**SELECTED EXCERPT:**

[Math Noise] (fwd)

Forwarded message:
Only countably many real numbers, or members of any uncountable set, are denumerable. It is the property of being uncountable, rather than of being real or complex, which is important here.
In short you are saying there are Reals which can not be expressed in the format: AmEm + Am-1Em-1 + ... + A0E0 . B0E-1 + B1E-2 + ... + BnE-n+1 where m and n -> infinity. Another way of saying this is that there are Reals for which membership in a set of Reals, because they are uncountable and therefore unrepresentable, is not possible. From a set perspective this means, R = [[-infinity, ..., m] [n, ..., 0] [0, ..., p] [q, ..., +infinity]] such that there are uncountable numbers between m,n or p,q; etc. Clearly in contradiction with the base axioms of mathematics as described by Euclid in defining a line.
In general, only countably many members of any uncountable set can be precisely specified within any formal system, given names comprised of strings of symbols, or other similar things.

**DATA:**
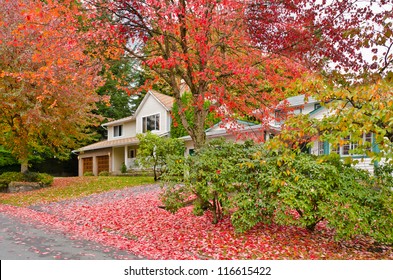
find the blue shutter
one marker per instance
(326, 148)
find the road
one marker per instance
(27, 241)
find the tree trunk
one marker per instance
(24, 166)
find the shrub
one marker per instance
(154, 152)
(123, 168)
(45, 179)
(253, 185)
(104, 173)
(9, 177)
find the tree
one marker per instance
(47, 78)
(350, 44)
(206, 44)
(117, 103)
(153, 152)
(325, 35)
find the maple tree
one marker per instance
(349, 44)
(206, 44)
(47, 78)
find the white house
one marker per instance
(302, 105)
(153, 114)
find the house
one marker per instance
(153, 114)
(236, 130)
(302, 105)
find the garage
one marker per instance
(87, 165)
(102, 163)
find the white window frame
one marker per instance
(131, 153)
(321, 148)
(157, 123)
(118, 130)
(345, 150)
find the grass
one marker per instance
(72, 187)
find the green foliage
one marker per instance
(123, 168)
(177, 129)
(154, 151)
(120, 104)
(253, 185)
(6, 158)
(8, 177)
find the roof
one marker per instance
(300, 100)
(109, 143)
(123, 120)
(165, 100)
(248, 127)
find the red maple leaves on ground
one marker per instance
(131, 219)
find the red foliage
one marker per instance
(136, 223)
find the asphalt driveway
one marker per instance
(27, 241)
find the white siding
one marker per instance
(151, 107)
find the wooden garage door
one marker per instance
(87, 165)
(103, 163)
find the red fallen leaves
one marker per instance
(135, 223)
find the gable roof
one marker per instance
(109, 144)
(165, 100)
(126, 119)
(300, 100)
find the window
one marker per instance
(150, 123)
(117, 130)
(279, 117)
(297, 111)
(345, 149)
(321, 149)
(131, 153)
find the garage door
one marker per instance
(102, 163)
(87, 165)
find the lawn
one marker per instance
(130, 219)
(73, 187)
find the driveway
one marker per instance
(27, 241)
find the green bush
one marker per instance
(45, 179)
(123, 168)
(8, 177)
(253, 185)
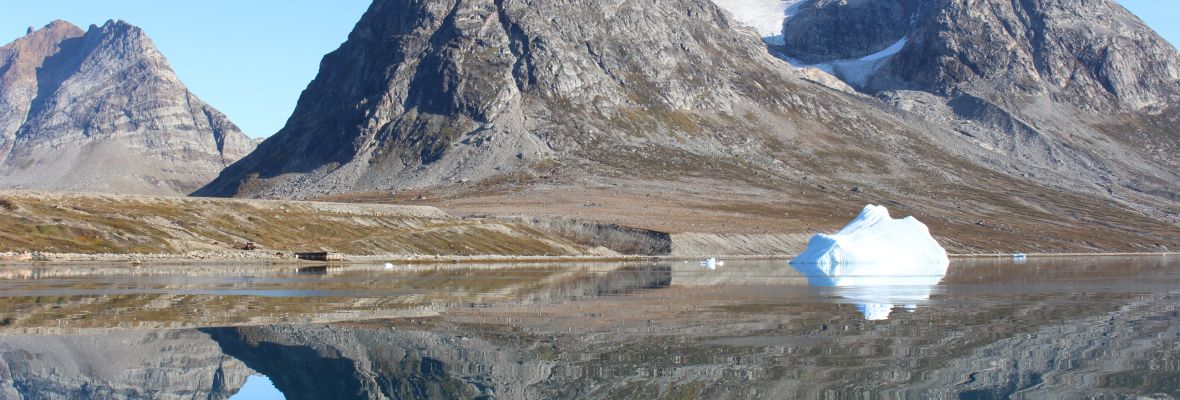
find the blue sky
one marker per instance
(250, 59)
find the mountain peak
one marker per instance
(103, 111)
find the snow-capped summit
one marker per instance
(874, 237)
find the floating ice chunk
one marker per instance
(877, 262)
(712, 263)
(876, 238)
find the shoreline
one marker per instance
(264, 257)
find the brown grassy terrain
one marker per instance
(141, 224)
(997, 215)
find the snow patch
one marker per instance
(856, 72)
(764, 15)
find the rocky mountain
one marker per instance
(102, 110)
(673, 116)
(118, 365)
(1080, 92)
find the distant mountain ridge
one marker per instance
(102, 110)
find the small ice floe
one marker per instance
(877, 262)
(712, 263)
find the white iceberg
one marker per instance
(877, 262)
(876, 238)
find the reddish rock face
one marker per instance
(102, 110)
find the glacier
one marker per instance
(764, 15)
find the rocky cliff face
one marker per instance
(118, 365)
(1068, 92)
(1089, 53)
(424, 93)
(579, 104)
(103, 111)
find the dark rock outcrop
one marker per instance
(425, 93)
(103, 111)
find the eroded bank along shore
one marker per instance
(97, 228)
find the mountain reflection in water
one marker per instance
(751, 329)
(876, 288)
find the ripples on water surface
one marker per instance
(751, 329)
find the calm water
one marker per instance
(756, 329)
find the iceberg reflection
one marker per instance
(877, 288)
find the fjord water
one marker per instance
(749, 329)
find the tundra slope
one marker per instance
(1072, 93)
(103, 111)
(664, 116)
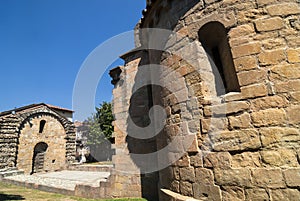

**STATED EXERCISE:**
Please pick up the forwarded message on countable and uncountable real numbers and continue it from its last sentence.

**RESULT BELOW:**
And I contend that ANY number which is Real can be expressed by the decimal expansion above. Which clearly qualifies as a formal system. There are three ways of looking at the total of mathematics, symbolic set theory (Bourbaki School) geometric (Euclidian) While it is true the 3 are equivalent, the choice of approach does have a relevance on how difficult, if even tractible, the proof is for any particular concept.
It is often convenient, such as when drawing contour maps, to consider the complex numbers to be in 1-1 correspondence with the points of the plane. However, I wouldn't necessarily consider regions of the complex plane to have "area" in the Euclidian sense.
The Euclidian plane IS a complex plane. The -j or -i used in Complex symboligy simply means 'rotate the second axis of measure 90 degree counter-clockwise (by agreement) to the axis of the first measure'. If it requires 2 or more numbers (integer or real) taken as a set to represent the quantity it is a Complex. Regions of a Complex plane are directly comparable (1-to-1) with the concept of 'area' on the Euclidian plane.
We can't physically draw a line segment to arbitrary high precision.
Irrelevant. If the hole in my approach is that I can't draw a line of arbitrary precision in practice then your own 'uncountable numbers' argument falls for the same reason because if it is truly uncountable you can't point to it on a number line and say "there is an uncountable". This discussion is one of principles, not one of practice.
We can conceive of the notion of line segments being in 1-1 correspondence with the reals, but we can specify at most countably many "finitely denumerable" line segments if we wish to discuss their lengths individually.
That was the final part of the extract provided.